---------- Given data

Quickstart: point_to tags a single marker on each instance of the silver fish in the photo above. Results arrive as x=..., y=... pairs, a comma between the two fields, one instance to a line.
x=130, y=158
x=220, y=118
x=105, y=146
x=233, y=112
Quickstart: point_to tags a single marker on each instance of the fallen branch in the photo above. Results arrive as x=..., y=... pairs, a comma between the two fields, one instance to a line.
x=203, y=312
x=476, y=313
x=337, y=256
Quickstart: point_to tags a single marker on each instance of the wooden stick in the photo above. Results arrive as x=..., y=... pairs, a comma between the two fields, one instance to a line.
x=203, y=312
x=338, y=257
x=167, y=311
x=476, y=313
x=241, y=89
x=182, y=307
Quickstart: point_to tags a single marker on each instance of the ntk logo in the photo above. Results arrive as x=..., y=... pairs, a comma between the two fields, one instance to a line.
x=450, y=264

--------------------

* _Exercise aim_
Reproduce word for word every line of the records from the line containing "of the wooden" through the final line, keeping both of those lines.

* _Task answer_
Quickstart: point_to tags a single marker on each instance of the wooden stick in the photo above. Results arrive as x=..., y=... pairs, a comma between the two fields, one instance to a line.
x=203, y=312
x=338, y=257
x=167, y=311
x=476, y=313
x=241, y=89
x=182, y=307
Quickstart: point_to tags a single marker on each instance of the ntk logo in the photo above. Results arrive as x=..., y=... pairs, a comma between the two fields, one instance to a line.
x=450, y=264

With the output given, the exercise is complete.